• _Task directions_:
Find the word "locate" in the records below. List each line containing it.

[Start of section]

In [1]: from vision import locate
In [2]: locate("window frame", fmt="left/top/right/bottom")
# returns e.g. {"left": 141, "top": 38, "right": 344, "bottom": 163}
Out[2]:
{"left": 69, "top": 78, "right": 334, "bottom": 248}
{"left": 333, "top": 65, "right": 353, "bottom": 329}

[End of section]

• _Expected answer_:
In [1]: from vision import locate
In [2]: locate("window frame", fmt="left/top/right/bottom")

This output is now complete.